#### [MATERIAL TO PROCESS]

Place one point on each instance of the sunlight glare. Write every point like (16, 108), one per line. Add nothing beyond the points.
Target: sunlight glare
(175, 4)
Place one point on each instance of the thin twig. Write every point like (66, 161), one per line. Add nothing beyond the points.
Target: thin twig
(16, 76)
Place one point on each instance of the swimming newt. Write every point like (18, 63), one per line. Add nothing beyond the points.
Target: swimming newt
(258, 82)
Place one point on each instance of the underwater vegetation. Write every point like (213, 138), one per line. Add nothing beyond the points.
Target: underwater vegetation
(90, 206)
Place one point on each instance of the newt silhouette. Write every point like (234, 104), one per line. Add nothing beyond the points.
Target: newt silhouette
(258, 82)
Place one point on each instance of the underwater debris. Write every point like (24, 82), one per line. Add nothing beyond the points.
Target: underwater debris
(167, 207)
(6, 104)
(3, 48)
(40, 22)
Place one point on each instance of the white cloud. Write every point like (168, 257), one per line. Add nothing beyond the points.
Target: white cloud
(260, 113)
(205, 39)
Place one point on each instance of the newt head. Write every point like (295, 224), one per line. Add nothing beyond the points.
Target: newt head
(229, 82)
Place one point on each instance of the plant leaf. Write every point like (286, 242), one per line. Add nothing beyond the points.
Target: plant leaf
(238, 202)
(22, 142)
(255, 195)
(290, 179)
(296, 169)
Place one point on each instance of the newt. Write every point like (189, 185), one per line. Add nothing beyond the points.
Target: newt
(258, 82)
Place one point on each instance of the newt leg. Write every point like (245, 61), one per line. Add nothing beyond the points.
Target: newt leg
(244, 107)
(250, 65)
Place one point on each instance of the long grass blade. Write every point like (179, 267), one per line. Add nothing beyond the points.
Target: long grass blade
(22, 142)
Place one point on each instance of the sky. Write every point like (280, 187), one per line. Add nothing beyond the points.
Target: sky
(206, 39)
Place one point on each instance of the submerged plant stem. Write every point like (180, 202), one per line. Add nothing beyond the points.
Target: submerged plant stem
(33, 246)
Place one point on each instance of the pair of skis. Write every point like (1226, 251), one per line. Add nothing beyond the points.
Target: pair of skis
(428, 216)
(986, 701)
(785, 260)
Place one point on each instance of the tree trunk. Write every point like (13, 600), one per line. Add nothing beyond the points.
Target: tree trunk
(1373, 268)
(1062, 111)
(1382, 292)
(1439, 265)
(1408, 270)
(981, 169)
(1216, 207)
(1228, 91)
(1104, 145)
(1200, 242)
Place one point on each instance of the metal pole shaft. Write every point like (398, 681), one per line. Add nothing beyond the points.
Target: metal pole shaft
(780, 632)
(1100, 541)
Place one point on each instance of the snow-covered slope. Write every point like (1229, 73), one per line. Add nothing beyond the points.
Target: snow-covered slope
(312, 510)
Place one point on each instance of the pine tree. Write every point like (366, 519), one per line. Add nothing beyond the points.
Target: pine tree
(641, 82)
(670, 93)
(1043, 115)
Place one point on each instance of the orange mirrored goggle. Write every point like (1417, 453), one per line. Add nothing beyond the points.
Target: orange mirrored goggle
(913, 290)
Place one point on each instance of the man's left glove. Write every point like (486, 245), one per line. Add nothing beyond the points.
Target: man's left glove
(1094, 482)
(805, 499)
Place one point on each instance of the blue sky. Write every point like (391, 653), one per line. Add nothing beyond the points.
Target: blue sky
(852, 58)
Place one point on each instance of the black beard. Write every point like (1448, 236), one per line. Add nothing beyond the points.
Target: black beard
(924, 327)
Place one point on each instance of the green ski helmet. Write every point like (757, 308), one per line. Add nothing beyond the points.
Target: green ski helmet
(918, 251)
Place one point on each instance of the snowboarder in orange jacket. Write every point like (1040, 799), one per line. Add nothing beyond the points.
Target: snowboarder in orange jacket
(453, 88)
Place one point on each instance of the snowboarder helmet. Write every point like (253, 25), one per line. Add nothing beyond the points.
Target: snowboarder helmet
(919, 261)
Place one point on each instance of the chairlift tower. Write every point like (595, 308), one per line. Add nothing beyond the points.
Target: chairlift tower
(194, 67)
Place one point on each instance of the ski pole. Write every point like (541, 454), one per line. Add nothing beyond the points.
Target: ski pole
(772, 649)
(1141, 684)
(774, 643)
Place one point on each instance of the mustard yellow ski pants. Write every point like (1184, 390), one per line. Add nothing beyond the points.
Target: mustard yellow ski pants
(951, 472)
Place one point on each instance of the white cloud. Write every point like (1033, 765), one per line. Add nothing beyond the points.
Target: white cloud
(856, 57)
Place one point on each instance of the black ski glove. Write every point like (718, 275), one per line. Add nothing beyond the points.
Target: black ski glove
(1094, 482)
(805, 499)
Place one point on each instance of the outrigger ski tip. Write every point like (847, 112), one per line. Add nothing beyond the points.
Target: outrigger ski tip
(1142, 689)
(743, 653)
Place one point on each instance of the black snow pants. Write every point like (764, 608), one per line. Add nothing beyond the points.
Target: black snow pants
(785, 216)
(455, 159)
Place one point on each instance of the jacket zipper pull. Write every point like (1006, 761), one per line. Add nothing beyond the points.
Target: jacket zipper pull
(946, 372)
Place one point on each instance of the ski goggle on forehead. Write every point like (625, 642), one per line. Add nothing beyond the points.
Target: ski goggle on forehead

#### [OBJECTIVE]
Please copy out, word for word, the stretch of entries from the line containing "Place one point on each instance of the jacket" through the end of the entries.

#### [EXERCISE RESULT]
Place one point on each instance of the jacket zipper pull. Write every point like (1006, 761), one per line. Add nothing beyond the points.
Target: jacket zipper pull
(946, 372)
Place one point on each instance of the ski goggle on forehead. Write every point like (625, 642), one per line. Add nothing beyond the points.
Target: ski goggle on forehead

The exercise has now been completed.